==== PASSAGE GIVEN

Christopher Weaver, the ethics of gay sex, and impotent legal threats

July 23, 2010 § 5 Comments

The story so far…

Christopher Weaver is a philosophy Ph. D student at Rutgers. On the internet, however, he has several advanced degrees in internet hooliganism. Whether it’s ripple-firing alts at blogs he doesn’t like, arrant sock-puppetry, or getting banned from almost every chat room/IRC/debate of which he is a member.

However, the drama du jour surrounds a debate he had with Fishpasta on the morality of gay sex. Weaver is rather embarrassed by this debate, primarily because his performance was embarrassing. Weaver thought the best idea to stop it would be to say at the start how he didn’t want it recorded, and then to try and intimidate Fish (and others on the server at that time) with e-threats. He even posted something up on Reasonable Faith Forums about it (note also the large number of Pdf screeds he has too).

So I responded to his post pointing out things like a) the legal statutes he uses either explicitly allow someone to record it, or b) don’t apply, who on earth his e-lawyers are, and why he’s in such a spot of bother. The thread (my post included) got taken down within half an hour of me replying. So I thought I’d immortalize it here for your delectation. Feel free to get in touch if you want to find out more.

UPDATE: Weaver has replied (even more emphatically) here. I don’t intend to respond.

========
==== DATASET ENTRIES

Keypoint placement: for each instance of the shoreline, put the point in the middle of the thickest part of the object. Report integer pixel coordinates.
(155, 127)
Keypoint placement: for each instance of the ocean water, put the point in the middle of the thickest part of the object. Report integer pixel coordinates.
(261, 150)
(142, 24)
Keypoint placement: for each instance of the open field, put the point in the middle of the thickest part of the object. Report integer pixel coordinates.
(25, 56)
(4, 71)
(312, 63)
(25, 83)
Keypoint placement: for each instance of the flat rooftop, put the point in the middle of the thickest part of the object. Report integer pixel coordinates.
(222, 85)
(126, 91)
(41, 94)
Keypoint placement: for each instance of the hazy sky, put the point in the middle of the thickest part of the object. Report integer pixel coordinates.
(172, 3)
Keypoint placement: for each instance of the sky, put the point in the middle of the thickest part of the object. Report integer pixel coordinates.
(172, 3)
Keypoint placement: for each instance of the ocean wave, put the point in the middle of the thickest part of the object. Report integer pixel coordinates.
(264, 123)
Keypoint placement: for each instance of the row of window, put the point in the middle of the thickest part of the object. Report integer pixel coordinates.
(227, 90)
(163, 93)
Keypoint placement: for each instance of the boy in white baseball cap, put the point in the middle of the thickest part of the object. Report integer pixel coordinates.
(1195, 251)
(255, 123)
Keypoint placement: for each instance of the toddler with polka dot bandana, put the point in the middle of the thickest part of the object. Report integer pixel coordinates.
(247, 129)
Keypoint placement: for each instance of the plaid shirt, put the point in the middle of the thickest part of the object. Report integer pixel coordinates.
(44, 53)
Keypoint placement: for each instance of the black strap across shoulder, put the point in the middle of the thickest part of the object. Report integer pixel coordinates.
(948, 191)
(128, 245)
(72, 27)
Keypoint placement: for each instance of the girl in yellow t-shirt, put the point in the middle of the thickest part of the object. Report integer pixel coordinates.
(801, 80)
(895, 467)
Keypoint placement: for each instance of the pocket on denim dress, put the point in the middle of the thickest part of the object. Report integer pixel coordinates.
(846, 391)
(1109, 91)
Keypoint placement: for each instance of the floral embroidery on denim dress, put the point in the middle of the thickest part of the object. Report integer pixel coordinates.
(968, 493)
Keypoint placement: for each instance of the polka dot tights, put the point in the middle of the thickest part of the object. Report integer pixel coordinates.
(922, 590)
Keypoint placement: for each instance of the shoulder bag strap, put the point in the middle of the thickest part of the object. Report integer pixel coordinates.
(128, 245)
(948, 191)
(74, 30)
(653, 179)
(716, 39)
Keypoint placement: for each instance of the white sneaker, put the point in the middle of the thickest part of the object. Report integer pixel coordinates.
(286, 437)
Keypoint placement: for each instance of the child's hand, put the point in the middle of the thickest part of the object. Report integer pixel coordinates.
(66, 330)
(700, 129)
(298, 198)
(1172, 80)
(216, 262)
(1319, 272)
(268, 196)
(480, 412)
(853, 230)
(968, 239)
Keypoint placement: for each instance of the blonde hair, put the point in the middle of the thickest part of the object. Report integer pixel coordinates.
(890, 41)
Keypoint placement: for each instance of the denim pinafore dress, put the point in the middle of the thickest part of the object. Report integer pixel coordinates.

========

• _WRITTEN TASKS_:
• A. Name the kinds of internet hooliganism the blog post attributes to Christopher Weaver.
• B. In the blog post, substitute "attorneys" for "e-lawyers" and give the passage from "So I responded" to "find out more.".
These entries have no connection to the blog post.

• _EXPECTED RESULTS_:
• A.
- Ripple-firing alts at blogs he doesn't like
- Arrant sock-puppetry
- Getting banned from almost every chat room/IRC/debate of which he is a member

• B.
So I responded to his post pointing out things like a) the legal statutes he uses either explicitly allow someone to record it, or b) don’t apply, who on earth his attorneys are, and why he’s in such a spot of bother. The thread (my post included) got taken down within half an hour of me replying. So I thought I’d immortalize it here for your delectation. Feel free to get in touch if you want to find out more.